Stored data entries
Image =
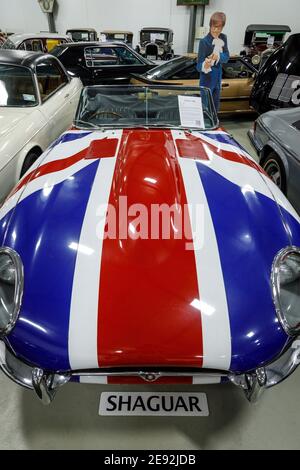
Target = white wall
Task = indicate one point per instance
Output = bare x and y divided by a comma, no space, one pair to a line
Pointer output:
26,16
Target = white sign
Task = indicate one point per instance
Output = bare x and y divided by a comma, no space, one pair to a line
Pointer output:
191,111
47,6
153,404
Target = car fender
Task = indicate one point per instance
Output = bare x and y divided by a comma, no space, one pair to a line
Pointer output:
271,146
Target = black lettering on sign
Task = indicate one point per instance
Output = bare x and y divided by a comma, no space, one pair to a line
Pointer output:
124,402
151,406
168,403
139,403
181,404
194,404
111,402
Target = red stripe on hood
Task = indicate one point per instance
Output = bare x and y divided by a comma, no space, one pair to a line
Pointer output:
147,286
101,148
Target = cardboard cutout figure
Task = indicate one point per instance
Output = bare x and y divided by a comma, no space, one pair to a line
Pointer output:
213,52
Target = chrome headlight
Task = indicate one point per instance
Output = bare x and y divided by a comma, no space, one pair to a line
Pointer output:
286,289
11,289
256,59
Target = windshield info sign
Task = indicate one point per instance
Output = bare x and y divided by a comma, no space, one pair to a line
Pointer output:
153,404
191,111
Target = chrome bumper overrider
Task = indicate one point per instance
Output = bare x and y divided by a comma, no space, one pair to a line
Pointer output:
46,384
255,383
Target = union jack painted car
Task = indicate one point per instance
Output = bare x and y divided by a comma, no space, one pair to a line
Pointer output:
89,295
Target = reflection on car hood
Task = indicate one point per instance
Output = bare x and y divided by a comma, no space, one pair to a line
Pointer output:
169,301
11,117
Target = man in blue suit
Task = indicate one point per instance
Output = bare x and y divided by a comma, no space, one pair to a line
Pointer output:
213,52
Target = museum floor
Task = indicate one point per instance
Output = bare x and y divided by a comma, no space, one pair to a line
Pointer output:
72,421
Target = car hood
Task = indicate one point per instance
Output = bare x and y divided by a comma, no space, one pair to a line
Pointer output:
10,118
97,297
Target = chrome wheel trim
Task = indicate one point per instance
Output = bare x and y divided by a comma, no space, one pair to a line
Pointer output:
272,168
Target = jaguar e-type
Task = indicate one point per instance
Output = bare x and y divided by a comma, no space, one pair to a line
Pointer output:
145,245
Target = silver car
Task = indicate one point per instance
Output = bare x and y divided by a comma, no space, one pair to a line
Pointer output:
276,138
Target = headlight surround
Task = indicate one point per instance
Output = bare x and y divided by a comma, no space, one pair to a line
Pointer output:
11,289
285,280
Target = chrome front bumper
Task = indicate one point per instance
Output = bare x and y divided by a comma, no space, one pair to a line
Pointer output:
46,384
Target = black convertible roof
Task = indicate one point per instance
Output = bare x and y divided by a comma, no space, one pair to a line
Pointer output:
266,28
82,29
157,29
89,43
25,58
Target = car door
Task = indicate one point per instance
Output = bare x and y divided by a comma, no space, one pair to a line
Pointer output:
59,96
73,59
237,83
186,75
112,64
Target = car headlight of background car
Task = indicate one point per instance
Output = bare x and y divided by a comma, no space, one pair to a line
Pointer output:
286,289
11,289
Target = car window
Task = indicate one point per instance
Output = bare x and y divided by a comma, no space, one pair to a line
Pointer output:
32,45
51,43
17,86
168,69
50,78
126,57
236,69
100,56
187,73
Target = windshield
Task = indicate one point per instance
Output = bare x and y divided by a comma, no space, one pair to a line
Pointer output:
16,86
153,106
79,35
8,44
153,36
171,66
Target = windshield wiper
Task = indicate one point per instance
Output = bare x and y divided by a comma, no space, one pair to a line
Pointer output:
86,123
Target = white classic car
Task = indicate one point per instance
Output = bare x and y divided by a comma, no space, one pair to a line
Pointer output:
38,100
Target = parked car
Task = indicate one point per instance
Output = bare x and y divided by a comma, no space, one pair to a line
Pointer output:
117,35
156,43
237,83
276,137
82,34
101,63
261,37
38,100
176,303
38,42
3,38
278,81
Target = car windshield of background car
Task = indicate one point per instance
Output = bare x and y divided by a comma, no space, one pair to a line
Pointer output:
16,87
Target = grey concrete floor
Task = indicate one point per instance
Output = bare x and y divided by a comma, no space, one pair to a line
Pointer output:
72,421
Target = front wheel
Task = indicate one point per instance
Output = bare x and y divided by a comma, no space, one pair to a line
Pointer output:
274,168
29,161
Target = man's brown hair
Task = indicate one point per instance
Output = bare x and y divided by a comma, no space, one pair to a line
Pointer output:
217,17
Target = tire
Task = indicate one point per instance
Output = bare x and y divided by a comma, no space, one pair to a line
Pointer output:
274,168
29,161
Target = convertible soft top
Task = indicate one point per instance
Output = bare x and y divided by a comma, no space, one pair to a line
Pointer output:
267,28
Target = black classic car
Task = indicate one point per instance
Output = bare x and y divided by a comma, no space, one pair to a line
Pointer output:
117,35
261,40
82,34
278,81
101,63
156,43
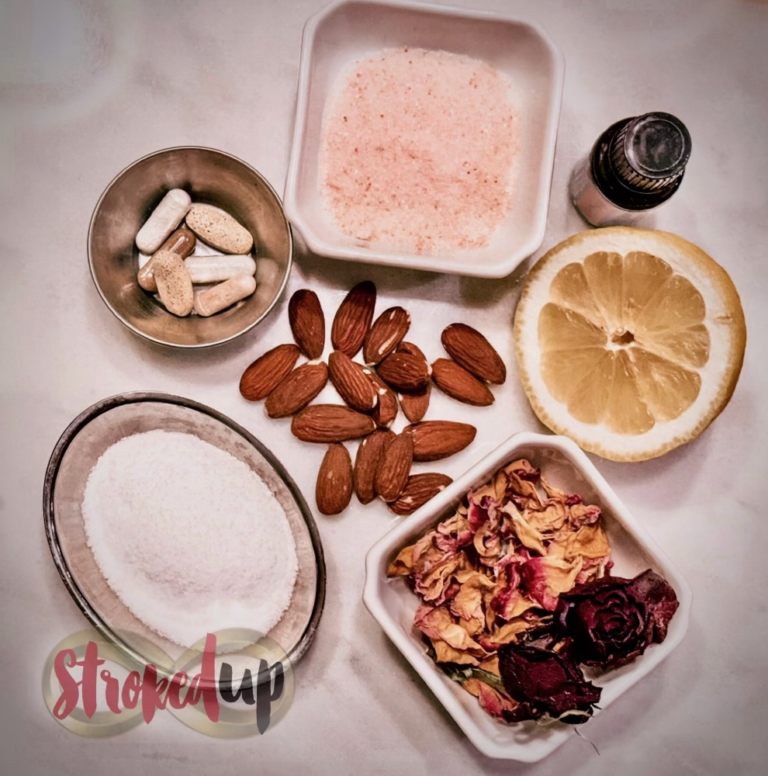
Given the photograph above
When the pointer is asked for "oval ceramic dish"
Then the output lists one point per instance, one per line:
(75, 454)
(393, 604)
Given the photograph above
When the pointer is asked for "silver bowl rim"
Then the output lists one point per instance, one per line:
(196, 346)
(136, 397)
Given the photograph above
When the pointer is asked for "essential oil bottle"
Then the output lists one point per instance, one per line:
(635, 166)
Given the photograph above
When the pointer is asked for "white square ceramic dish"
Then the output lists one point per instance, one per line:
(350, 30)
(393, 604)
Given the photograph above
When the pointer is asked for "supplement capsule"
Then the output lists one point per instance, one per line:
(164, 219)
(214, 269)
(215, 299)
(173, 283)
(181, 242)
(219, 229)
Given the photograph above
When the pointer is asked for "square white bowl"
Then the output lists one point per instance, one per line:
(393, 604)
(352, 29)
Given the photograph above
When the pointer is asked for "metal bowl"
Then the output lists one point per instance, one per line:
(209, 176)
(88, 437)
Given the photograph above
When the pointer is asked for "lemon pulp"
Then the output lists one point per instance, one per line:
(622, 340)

▶ Goal of the exercise: Every line of the data above that includes "dish" should be listed.

▶ Answer box:
When the pointer is asked for "oval ceramic dish"
When the pointer is asked for "white square ceramic dish"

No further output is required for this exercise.